(Selected text Opens)

A new Mac malware program has been released that uses a combination of techniques in an attempt to trick Mac users into installing the software. Once installed, the app masquerades as a “well designed Mac application,” according to antiviral company Intego, and simulates virus symptoms in order to convince the target to pay for the “full” version of the software to fight the otherwise non-existent virii.
The malware is named MAC Defender or MACDefender (Intego has named it “OSX/MacDefender.A”), intended to be confused for legit Mac security company, MacDefender. According to Intego, the makers of this app have used search engine optimization (SEO) techniques to boost malware websites to the top of Google and other search engine results for some searches.
Which is where a user’s vigilance and security practices become part of the equation. If you have checked the “Open ‘safe’ files after downloading” option in your Safari preferences, the Zip file will open and the installer will run, inviting the the user to install the bogus “MACDefender Setup” app. If the user then gives the installer permission to do its job by entering their system administrator password, the malware is then installed.
The same thing would happen if the user double clicked or otherwise opened the Zip file.
This is where being a “well designed Mac application” comes into play, because this malware runs in the background, doesn’t have a Dock icon, and installs an official looking orange shield in your menu bar, as you can see in the image below posted by Intego. The software has a solid Mac look and feel, and the orange shield will glow red when it “detects” a virus, which it does as a matter of course, because it’s not actually checking for anything.
MACDefender Malware screenshot — note the orange shield in the menu bar.
Image courtesy of Intego.

(Selected text Closes)

» **What the task asks**: Reproduce the MacDefender malware report word for word between "This is where" and "courtesy of Intego.", inclusive.

(Available data Opens)

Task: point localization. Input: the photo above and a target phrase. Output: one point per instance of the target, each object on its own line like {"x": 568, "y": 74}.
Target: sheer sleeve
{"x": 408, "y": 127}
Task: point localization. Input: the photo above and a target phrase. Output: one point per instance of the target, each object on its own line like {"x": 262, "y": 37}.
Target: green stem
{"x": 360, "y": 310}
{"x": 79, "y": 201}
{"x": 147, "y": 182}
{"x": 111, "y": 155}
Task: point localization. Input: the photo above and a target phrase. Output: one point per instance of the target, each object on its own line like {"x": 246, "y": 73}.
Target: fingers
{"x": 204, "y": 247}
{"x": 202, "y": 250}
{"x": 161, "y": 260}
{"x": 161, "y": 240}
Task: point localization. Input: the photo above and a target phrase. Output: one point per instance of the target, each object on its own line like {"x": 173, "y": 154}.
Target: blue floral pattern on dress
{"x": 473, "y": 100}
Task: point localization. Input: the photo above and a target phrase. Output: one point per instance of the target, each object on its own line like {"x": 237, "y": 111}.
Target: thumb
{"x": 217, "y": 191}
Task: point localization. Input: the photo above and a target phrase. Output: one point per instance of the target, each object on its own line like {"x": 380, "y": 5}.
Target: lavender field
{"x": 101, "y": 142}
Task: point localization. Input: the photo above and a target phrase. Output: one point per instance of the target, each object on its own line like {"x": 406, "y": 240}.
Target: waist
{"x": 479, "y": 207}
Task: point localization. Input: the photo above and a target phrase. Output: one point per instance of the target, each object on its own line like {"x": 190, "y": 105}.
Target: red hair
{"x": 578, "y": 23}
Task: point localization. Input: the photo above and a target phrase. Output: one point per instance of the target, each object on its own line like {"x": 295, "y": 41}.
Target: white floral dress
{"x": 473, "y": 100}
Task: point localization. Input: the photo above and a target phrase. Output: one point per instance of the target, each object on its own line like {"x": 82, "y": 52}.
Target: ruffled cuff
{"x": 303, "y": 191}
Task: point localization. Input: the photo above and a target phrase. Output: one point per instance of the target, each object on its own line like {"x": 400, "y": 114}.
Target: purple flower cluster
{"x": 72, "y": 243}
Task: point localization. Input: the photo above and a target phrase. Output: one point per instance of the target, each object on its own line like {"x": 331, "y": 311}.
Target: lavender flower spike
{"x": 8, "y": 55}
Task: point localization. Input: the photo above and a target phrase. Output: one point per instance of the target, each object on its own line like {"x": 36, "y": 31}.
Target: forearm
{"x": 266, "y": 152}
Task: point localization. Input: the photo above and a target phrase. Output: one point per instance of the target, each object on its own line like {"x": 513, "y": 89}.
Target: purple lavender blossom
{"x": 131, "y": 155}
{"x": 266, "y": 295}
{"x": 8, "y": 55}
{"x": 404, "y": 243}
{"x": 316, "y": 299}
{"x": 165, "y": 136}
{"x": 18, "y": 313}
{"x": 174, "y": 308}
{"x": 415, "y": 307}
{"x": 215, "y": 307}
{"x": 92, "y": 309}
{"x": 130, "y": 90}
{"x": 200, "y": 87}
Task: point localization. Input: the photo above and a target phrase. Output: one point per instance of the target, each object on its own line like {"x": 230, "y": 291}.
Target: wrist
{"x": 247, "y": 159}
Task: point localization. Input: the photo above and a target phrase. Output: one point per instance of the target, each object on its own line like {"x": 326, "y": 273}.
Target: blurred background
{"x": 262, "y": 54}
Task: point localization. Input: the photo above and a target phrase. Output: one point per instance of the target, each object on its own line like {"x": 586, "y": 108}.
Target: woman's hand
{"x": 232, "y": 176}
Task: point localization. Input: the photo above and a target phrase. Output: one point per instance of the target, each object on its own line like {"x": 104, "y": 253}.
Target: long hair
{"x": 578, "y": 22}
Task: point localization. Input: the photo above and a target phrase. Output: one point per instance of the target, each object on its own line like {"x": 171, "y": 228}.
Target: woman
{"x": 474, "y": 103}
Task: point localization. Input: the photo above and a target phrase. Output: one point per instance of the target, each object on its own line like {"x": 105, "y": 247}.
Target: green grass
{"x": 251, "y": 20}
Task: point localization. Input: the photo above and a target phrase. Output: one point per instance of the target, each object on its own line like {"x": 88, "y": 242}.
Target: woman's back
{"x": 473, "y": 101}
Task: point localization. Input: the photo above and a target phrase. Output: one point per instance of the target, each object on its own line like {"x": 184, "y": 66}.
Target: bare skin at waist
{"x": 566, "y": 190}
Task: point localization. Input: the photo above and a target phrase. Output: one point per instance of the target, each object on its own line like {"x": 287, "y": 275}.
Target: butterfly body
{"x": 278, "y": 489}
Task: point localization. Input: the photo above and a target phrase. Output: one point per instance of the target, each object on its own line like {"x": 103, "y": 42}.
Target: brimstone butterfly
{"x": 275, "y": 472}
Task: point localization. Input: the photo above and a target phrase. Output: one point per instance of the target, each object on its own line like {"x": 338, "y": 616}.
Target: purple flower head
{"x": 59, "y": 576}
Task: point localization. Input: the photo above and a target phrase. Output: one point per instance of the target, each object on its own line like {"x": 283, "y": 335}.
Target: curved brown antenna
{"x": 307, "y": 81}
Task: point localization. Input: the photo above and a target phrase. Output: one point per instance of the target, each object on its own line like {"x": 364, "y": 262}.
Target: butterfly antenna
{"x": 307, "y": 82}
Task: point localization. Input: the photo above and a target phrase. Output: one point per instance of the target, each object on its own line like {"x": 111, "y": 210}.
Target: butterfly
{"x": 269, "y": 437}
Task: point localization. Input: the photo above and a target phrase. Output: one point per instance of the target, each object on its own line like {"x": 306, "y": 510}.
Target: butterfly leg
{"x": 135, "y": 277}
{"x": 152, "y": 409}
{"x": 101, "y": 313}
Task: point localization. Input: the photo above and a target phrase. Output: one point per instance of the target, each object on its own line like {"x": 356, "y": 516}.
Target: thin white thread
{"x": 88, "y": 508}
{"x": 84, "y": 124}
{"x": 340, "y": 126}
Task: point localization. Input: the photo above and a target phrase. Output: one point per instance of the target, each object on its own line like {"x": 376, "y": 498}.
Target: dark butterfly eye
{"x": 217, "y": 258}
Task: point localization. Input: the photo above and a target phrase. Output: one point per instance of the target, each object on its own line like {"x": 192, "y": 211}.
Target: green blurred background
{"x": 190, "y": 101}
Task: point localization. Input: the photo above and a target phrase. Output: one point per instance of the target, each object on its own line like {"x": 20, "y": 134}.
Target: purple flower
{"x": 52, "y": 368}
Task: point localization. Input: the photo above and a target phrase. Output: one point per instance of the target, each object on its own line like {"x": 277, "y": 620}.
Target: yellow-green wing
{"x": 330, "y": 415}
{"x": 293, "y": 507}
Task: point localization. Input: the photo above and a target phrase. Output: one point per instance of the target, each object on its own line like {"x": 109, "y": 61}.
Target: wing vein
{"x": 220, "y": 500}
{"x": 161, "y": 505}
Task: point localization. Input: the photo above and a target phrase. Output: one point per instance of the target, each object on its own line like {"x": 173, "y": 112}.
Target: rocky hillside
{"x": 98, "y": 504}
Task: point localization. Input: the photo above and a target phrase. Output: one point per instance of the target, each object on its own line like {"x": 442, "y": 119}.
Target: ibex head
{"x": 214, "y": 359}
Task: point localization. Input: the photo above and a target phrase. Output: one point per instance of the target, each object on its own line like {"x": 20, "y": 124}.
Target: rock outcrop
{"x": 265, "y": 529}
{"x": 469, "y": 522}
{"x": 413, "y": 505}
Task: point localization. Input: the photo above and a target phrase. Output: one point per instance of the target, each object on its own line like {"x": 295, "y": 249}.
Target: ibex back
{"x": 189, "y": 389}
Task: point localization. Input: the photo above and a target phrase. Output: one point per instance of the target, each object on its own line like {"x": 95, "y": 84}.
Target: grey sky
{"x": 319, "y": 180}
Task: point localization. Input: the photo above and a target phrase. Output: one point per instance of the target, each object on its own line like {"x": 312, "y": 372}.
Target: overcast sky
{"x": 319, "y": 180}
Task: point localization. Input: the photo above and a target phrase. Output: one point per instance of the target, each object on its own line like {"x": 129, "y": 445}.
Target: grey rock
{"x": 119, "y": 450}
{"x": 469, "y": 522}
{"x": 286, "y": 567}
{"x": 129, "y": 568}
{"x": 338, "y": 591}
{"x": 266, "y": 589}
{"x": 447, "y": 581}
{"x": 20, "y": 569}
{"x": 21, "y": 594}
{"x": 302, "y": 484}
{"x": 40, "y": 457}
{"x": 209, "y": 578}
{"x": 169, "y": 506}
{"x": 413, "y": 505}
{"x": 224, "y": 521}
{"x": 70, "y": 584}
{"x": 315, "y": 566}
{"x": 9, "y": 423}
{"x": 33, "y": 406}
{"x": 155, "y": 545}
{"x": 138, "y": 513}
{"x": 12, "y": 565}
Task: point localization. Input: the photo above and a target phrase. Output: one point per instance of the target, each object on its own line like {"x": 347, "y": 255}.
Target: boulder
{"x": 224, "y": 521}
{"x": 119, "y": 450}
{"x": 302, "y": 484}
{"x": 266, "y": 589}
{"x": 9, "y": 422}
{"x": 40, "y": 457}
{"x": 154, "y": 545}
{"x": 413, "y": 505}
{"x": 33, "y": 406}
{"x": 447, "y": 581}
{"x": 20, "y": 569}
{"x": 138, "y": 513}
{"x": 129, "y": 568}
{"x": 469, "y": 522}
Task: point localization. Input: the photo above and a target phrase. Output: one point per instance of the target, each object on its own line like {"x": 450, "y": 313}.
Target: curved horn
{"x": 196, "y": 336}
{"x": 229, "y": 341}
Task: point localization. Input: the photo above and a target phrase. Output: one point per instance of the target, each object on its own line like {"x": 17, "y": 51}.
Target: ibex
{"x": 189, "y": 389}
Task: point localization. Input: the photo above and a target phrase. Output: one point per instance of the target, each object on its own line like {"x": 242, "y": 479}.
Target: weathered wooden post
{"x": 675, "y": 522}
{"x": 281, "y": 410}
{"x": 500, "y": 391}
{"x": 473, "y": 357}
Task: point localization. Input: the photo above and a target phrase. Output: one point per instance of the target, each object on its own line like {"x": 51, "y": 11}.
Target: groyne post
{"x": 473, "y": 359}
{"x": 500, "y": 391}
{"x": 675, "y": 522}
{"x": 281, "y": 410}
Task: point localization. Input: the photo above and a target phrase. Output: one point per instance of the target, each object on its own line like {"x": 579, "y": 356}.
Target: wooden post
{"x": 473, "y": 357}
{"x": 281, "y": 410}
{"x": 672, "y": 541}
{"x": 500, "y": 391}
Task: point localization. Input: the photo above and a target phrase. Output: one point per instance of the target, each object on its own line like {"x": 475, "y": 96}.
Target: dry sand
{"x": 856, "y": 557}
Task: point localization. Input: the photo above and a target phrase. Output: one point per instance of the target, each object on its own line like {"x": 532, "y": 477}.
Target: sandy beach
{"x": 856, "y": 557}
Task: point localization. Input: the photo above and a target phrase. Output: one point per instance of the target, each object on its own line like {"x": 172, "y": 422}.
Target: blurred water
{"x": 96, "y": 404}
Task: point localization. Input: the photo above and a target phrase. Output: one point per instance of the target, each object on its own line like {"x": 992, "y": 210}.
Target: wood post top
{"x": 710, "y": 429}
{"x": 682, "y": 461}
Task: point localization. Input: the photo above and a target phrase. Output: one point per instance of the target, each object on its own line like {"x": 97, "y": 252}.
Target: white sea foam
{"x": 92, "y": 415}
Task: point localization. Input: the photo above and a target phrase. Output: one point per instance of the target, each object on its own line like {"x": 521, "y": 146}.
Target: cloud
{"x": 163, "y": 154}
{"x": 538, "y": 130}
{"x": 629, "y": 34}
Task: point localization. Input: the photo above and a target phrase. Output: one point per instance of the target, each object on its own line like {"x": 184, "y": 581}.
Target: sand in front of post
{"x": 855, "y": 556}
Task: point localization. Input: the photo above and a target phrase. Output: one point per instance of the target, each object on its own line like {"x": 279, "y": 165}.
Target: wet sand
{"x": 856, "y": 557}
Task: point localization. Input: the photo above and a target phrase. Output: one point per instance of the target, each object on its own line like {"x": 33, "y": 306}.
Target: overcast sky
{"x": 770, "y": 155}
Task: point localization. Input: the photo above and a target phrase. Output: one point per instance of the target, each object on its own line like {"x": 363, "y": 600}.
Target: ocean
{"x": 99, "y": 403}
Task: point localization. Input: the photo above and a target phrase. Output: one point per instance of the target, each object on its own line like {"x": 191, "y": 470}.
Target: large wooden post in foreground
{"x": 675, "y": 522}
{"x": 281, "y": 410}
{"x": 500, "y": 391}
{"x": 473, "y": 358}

(Available data Closes)

» **Task answer**:
This is where being a “well designed Mac application” comes into play, because this malware runs in the background, doesn’t have a Dock icon, and installs an official looking orange shield in your menu bar, as you can see in the image below posted by Intego. The software has a solid Mac look and feel, and the orange shield will glow red when it “detects” a virus, which it does as a matter of course, because it’s not actually checking for anything.
MACDefender Malware screenshot — note the orange shield in the menu bar.
Image courtesy of Intego.